*Aim*:
Transcribe all of the material exactly.

*Object location annotation data*:
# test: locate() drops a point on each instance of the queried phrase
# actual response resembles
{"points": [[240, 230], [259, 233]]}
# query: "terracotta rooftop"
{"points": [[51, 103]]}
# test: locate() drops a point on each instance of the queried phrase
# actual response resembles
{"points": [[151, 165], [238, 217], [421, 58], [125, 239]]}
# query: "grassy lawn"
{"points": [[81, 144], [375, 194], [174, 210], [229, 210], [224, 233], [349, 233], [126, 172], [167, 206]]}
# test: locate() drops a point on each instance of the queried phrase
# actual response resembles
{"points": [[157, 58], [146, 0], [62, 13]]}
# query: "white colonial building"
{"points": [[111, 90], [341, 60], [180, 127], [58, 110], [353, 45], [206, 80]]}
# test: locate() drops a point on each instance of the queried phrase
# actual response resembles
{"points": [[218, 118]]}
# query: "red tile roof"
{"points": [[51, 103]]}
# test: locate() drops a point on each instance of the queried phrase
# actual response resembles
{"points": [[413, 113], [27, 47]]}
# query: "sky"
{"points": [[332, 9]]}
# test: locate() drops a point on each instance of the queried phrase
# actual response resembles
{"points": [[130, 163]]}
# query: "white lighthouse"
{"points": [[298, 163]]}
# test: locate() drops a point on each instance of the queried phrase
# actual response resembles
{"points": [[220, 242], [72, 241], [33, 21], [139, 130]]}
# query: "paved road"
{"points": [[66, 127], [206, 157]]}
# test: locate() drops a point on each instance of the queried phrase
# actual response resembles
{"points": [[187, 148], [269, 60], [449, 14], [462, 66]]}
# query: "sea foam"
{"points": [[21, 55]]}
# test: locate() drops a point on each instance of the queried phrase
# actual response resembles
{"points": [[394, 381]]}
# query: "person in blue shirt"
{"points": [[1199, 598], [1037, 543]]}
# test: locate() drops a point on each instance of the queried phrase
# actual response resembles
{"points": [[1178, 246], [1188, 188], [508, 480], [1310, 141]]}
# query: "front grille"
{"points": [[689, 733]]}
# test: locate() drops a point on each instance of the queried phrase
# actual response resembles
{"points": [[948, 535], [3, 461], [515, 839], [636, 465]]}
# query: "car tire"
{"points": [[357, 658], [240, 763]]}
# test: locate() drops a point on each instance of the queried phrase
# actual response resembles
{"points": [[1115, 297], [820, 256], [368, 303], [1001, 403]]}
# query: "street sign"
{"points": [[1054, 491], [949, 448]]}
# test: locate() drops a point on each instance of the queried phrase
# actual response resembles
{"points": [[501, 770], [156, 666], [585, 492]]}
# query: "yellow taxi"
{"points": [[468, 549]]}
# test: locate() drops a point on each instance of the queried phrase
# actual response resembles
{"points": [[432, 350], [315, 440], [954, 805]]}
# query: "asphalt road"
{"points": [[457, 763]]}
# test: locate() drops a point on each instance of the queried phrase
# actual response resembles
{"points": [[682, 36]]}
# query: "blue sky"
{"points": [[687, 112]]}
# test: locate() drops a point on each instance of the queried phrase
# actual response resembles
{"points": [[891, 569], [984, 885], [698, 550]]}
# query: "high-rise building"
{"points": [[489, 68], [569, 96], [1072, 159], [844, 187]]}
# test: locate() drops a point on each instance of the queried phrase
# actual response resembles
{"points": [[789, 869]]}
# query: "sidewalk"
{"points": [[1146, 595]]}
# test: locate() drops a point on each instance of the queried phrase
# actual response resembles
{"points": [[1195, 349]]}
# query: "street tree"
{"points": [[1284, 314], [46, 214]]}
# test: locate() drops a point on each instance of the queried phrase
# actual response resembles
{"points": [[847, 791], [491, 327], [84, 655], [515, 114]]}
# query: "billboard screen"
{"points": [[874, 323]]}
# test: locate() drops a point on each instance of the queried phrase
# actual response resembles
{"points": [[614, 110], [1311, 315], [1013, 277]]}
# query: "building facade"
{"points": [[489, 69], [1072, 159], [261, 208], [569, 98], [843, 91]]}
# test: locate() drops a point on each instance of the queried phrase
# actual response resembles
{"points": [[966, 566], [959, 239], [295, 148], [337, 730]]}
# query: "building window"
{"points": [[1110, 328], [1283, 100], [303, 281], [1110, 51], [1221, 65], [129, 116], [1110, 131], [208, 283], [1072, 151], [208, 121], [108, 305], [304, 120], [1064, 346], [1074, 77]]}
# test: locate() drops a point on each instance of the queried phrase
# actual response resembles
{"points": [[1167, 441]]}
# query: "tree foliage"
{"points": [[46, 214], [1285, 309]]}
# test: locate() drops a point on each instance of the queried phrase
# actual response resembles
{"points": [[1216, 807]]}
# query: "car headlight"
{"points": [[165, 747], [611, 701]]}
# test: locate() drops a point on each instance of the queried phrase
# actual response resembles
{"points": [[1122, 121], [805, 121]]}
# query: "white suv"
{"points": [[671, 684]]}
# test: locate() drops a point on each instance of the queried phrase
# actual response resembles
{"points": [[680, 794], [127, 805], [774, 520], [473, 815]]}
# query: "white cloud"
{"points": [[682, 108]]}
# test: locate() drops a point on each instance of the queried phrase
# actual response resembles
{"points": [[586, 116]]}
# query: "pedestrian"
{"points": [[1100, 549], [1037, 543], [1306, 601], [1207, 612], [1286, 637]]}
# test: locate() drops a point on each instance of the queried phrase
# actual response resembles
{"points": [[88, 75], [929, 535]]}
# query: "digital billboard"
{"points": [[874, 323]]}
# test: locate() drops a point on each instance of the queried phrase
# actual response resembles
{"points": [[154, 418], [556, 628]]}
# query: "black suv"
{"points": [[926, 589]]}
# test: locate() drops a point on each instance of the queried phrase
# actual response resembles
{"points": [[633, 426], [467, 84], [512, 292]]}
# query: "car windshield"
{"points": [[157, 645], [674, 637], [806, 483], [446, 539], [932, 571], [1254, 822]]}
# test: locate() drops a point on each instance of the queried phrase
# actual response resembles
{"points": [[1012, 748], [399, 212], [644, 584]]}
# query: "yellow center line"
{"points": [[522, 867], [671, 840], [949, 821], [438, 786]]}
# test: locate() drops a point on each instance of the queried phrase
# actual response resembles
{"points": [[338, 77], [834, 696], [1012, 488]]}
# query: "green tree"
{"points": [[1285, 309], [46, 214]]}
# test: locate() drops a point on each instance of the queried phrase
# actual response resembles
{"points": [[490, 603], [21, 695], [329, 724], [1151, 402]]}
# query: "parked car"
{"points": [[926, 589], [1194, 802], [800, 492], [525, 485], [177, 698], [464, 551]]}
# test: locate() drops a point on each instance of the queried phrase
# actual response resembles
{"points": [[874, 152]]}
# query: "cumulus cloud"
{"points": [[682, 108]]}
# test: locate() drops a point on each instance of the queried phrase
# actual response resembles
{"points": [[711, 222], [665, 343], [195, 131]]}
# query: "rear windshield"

*Output for this task*:
# test: locate() drops a point on each instance of the queried phrase
# actual response resembles
{"points": [[240, 230], [259, 233]]}
# query: "terracotta rooftop"
{"points": [[51, 103]]}
# test: locate() drops a point on each instance of the queried phrase
# actual response resembles
{"points": [[151, 165], [238, 217], [421, 58], [125, 239]]}
# query: "grassy lawn"
{"points": [[81, 144], [375, 194], [174, 210], [229, 210], [224, 233], [349, 233], [126, 172], [167, 206]]}
# test: locate() drops a point on each instance of the queried phrase
# actual response resembles
{"points": [[157, 58], [146, 0], [62, 13]]}
# query: "white colonial building"
{"points": [[111, 90], [341, 60], [180, 127], [58, 110], [353, 45], [206, 80]]}
# test: locate() drops a point on each instance of the queried phrase
# actual response resembles
{"points": [[218, 118]]}
# query: "red tile roof"
{"points": [[51, 103]]}
# test: locate() drops a point on each instance of the queried phrase
# actual response resembles
{"points": [[413, 113], [27, 47]]}
# query: "sky"
{"points": [[332, 9]]}
# test: locate() drops a point on each instance of the queried phrase
# actual response resembles
{"points": [[130, 163]]}
# query: "white lighthouse"
{"points": [[298, 163]]}
# test: locate() drops a point on each instance of the queried phrase
# actual response resembles
{"points": [[220, 242], [72, 241], [33, 21], [139, 130]]}
# query: "paved road"
{"points": [[66, 127], [206, 157]]}
# test: locate() drops a point on each instance of the queried phrase
# actual response resembles
{"points": [[187, 148], [269, 60], [449, 14], [462, 66]]}
# query: "sea foam"
{"points": [[21, 55]]}
# test: locate() drops a point on each instance of the queried phrase
# actual response resembles
{"points": [[394, 381]]}
# query: "person in blue shirt"
{"points": [[1199, 598], [1037, 543]]}
# test: locate() drops a point on each instance of the queried phrase
# actual response resembles
{"points": [[1178, 246], [1188, 188], [508, 480], [1310, 141]]}
# query: "front grille"
{"points": [[689, 733]]}
# test: locate() drops a point on each instance of the queried phrase
# actual response resembles
{"points": [[948, 535], [3, 461], [515, 839], [636, 465]]}
# query: "car tire"
{"points": [[357, 658], [240, 763]]}
# test: locate() drops a point on each instance of the queried phrase
# actual response resembles
{"points": [[1115, 297], [820, 256], [368, 303], [1001, 403]]}
# query: "street sign"
{"points": [[1054, 491], [949, 448]]}
# test: locate() drops a point on each instance of the queried phrase
# actual response resembles
{"points": [[501, 770], [156, 666], [585, 492]]}
# query: "yellow taxi"
{"points": [[468, 549]]}
# test: locate() drops a point on each instance of the queried phrase
# actual response resembles
{"points": [[432, 350], [315, 440], [954, 805]]}
# query: "asphalt road"
{"points": [[457, 763]]}
# test: locate() drops a point on each instance of the queried phrase
# actual response resembles
{"points": [[682, 36]]}
# query: "blue sky"
{"points": [[687, 112]]}
# test: locate() drops a point on each instance of the queried phrase
# actual response resembles
{"points": [[891, 569], [984, 885], [698, 550]]}
# query: "high-rise building"
{"points": [[489, 68], [569, 96], [1072, 159], [844, 187]]}
# test: locate() drops a point on each instance of the queried phrase
# actual response resembles
{"points": [[789, 869]]}
# query: "sidewalk"
{"points": [[1146, 595]]}
# test: locate() drops a point on each instance of the queried phrase
# actual response resembles
{"points": [[1195, 349]]}
# query: "street tree"
{"points": [[1284, 314], [46, 214]]}
# test: locate() drops a point on each instance of the queried phrase
# actual response resembles
{"points": [[847, 791], [491, 327], [84, 655], [515, 114]]}
# query: "billboard screen"
{"points": [[874, 323]]}
# test: locate() drops a point on each instance of the queried phrase
# actual response resembles
{"points": [[614, 110], [1311, 315], [1013, 277]]}
# query: "building facade"
{"points": [[489, 69], [1072, 159], [261, 208], [569, 98], [843, 91]]}
# test: locate() drops a point on each instance of the queried phrase
# actual response resembles
{"points": [[966, 566], [959, 239], [295, 148], [337, 730]]}
# query: "building window"
{"points": [[1110, 328], [1283, 100], [303, 281], [1110, 51], [1221, 65], [129, 116], [1110, 131], [208, 283], [1072, 151], [208, 121], [108, 305], [304, 120], [1064, 346], [1074, 77]]}
# test: locate() drops a point on each instance of the queried phrase
# actual response resembles
{"points": [[1167, 441]]}
# query: "tree foliage"
{"points": [[46, 214], [1285, 309]]}
# test: locate() drops a point on each instance of the queried phrase
# actual response resembles
{"points": [[1216, 807]]}
# query: "car headlight"
{"points": [[165, 747], [611, 701]]}
# test: locate() drops a point on each instance of the queried phrase
# actual response resembles
{"points": [[1122, 121], [805, 121]]}
# query: "white suv"
{"points": [[671, 684]]}
# test: locate() drops a point on each instance of the queried phrase
# actual response resembles
{"points": [[680, 794], [127, 805], [774, 520], [473, 815]]}
# query: "white cloud"
{"points": [[682, 108]]}
# test: locate() drops a point on each instance of the queried phrase
# actual response resembles
{"points": [[586, 116]]}
# query: "pedestrian"
{"points": [[1100, 549], [1037, 543], [1306, 601], [1207, 612], [1286, 637]]}
# test: locate() drops a point on each instance of the queried phrase
# actual response resembles
{"points": [[88, 75], [929, 535]]}
# query: "digital billboard"
{"points": [[874, 323]]}
# test: locate() drops a point on each instance of the queried phrase
# actual response resembles
{"points": [[154, 418], [556, 628]]}
# query: "black suv"
{"points": [[926, 589]]}
# test: locate() drops a point on each instance of the queried phrase
# actual response resembles
{"points": [[633, 426], [467, 84], [512, 292]]}
# query: "car windshield"
{"points": [[157, 645], [674, 637], [806, 483], [446, 539], [932, 571], [1254, 822]]}
# test: locate() drops a point on each instance of the queried phrase
# actual response resembles
{"points": [[1012, 748], [399, 212], [644, 584]]}
# query: "yellow center line"
{"points": [[522, 867], [671, 840], [949, 821], [438, 786]]}
# test: locate() drops a point on each instance of the queried phrase
# actual response resembles
{"points": [[338, 77], [834, 696], [1012, 488]]}
# query: "green tree"
{"points": [[1285, 309], [46, 214]]}
# test: locate() drops a point on each instance of the queried phrase
# actual response resembles
{"points": [[490, 603], [21, 695], [329, 724], [1151, 402]]}
# query: "parked car"
{"points": [[926, 589], [1194, 802], [800, 492], [525, 485], [177, 698], [464, 551]]}
# test: locate() drops a point on each instance of the queried phrase
# actual response resembles
{"points": [[874, 152]]}
# query: "cumulus cloud"
{"points": [[682, 108]]}
# test: locate() drops a point on each instance of the queried phrase
# actual response resembles
{"points": [[711, 222], [665, 343], [195, 131]]}
# query: "rear windshield"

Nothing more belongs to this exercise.